--- 提示された資料 ---

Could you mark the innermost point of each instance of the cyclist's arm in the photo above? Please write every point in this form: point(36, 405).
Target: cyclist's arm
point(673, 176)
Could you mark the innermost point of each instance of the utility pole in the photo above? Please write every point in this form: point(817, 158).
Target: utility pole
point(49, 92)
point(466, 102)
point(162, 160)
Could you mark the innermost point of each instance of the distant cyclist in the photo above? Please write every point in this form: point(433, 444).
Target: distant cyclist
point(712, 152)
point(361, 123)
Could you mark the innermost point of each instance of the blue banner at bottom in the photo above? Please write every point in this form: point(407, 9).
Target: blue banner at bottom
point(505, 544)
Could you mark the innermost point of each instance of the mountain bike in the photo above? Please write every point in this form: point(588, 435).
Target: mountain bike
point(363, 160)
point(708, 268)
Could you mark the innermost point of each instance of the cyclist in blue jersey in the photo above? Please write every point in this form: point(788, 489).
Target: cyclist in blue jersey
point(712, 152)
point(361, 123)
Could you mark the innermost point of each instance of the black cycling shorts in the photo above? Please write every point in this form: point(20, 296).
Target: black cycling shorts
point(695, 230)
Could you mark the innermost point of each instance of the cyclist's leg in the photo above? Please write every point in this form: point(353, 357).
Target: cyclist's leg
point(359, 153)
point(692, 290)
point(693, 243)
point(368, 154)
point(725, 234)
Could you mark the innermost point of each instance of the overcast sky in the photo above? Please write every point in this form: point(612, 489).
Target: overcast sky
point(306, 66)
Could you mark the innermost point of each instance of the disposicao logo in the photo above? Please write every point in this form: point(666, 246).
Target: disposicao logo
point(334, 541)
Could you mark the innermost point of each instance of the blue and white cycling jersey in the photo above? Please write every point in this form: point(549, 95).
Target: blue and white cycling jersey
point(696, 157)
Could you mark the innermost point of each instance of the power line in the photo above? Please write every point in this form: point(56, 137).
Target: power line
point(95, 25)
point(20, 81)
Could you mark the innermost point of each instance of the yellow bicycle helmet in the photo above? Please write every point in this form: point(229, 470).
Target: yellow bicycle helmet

---

- **課題**: 上の資料のすべての行を番号付きリストに変換してください。空行は除きます。

- **完成した課題**:
1. Could you mark the innermost point of each instance of the cyclist's arm in the photo above? Please write every point in this form: point(36, 405).
2. Target: cyclist's arm
3. point(673, 176)
4. Could you mark the innermost point of each instance of the utility pole in the photo above? Please write every point in this form: point(817, 158).
5. Target: utility pole
6. point(49, 92)
7. point(466, 102)
8. point(162, 160)
9. Could you mark the innermost point of each instance of the distant cyclist in the photo above? Please write every point in this form: point(433, 444).
10. Target: distant cyclist
11. point(712, 152)
12. point(361, 123)
13. Could you mark the innermost point of each instance of the blue banner at bottom in the photo above? Please write every point in this form: point(407, 9).
14. Target: blue banner at bottom
15. point(505, 544)
16. Could you mark the innermost point of each instance of the mountain bike in the photo above? Please write every point in this form: point(588, 435).
17. Target: mountain bike
18. point(363, 160)
19. point(708, 268)
20. Could you mark the innermost point of each instance of the cyclist in blue jersey in the photo above? Please write every point in this form: point(788, 489).
21. Target: cyclist in blue jersey
22. point(712, 152)
23. point(361, 123)
24. Could you mark the innermost point of each instance of the black cycling shorts in the photo above? Please write every point in this form: point(20, 296).
25. Target: black cycling shorts
26. point(695, 230)
27. Could you mark the innermost point of each instance of the cyclist's leg in the photo above? Please write every point in this form: point(353, 357).
28. Target: cyclist's leg
29. point(359, 153)
30. point(692, 290)
31. point(693, 243)
32. point(368, 154)
33. point(725, 234)
34. Could you mark the innermost point of each instance of the overcast sky in the photo above? Please write every point in this form: point(612, 489).
35. Target: overcast sky
36. point(306, 66)
37. Could you mark the innermost point of each instance of the disposicao logo in the photo above? Please write every point in this form: point(666, 246).
38. Target: disposicao logo
39. point(334, 541)
40. Could you mark the innermost point of each instance of the blue and white cycling jersey in the photo above? Please write every point in this form: point(549, 95).
41. Target: blue and white cycling jersey
42. point(696, 157)
43. Could you mark the innermost point of each instance of the power line in the photo above? Please write every point in this form: point(56, 137).
44. Target: power line
45. point(95, 25)
46. point(20, 81)
47. Could you mark the innermost point of each instance of the yellow bicycle helmet in the photo above? Please write every point in this form: point(229, 470).
48. Target: yellow bicycle helmet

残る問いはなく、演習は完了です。